§ Text provided
Jonas Pontusson
Jonas Pontusson holds a BA from Amherst College (1978) and a PhD from the University of California at Berkeley (1984). Prior to moving to Geneva in 2010, he taught at Cornell University (1984-2005) and Princeton University (2005-10). He has been a visiting scholar at Nuffield College (Oxford), the Swedish Collegium for Advanced Study in Social Sciences (Uppsala), the Russell Sage Foundation (New York), Sciences Po (Paris) and the Hertie School of Governance (Berlin). Jonas has a long-standing interest in the comparative politics of inequality and redistribution, with an emphasis on labor-market dynamics and the role of trade unions. He has written extensively on Swedish social democracy and also contributed to the literature on varieties of capitalism. His current research deals with two topics: the politics of growth models and political inequality in liberal democracies. Jonas holds a five-year Advanced Grant from the European Research Council devoted to the latter topic.
Jonas Pontusson is welcomed at EHESS in the framework of its Visiting Scholar Program on proposal of Sébastien Lechevalier (CCJ-FFJ).
Conferences
Trade unions and support for redistribution in Western Europe
In the seminar, Current Research in Socio-Economics, organized by Eve Chiapello et Paul Lagneau-Ymonet.

§ Stated problem 1
Answer these questions about the Jonas Pontusson profile above:
(a) In what year did he earn his PhD?
(b) On whose proposal is he welcomed at EHESS?
(c) In which seminar is the conference on trade unions and support for redistribution in Western Europe held?

§ Data provided
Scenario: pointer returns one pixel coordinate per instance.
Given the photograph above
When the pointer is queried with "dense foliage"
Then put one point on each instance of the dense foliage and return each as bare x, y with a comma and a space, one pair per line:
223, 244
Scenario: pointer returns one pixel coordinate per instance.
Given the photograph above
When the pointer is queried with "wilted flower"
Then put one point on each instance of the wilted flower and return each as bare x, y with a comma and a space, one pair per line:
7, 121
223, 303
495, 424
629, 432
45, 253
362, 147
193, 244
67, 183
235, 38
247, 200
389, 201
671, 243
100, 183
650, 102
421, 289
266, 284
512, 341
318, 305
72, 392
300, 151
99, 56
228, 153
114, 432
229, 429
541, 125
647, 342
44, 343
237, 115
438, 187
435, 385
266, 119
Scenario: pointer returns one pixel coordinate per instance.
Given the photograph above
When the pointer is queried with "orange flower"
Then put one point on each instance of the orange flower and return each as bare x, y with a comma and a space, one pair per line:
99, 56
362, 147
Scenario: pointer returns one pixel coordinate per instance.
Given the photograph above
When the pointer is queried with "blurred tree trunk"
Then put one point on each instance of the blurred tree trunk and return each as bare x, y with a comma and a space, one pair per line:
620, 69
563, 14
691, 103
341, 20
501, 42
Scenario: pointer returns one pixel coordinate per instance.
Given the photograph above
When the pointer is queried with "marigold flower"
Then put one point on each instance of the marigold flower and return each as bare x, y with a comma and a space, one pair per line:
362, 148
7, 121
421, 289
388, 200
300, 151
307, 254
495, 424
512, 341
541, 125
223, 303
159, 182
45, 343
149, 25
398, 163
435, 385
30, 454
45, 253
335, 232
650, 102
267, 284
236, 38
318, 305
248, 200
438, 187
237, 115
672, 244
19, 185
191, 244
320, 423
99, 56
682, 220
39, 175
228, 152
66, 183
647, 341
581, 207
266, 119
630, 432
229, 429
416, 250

§ Stated problem 2
How many lines of the listing contain the word "each"? Case counts. Reply with the number alone.

§ Expected answer 1
(a) 1984
(b) Sébastien Lechevalier (CCJ-FFJ)
(c) Current Research in Socio-Economics

§ Expected answer 2
5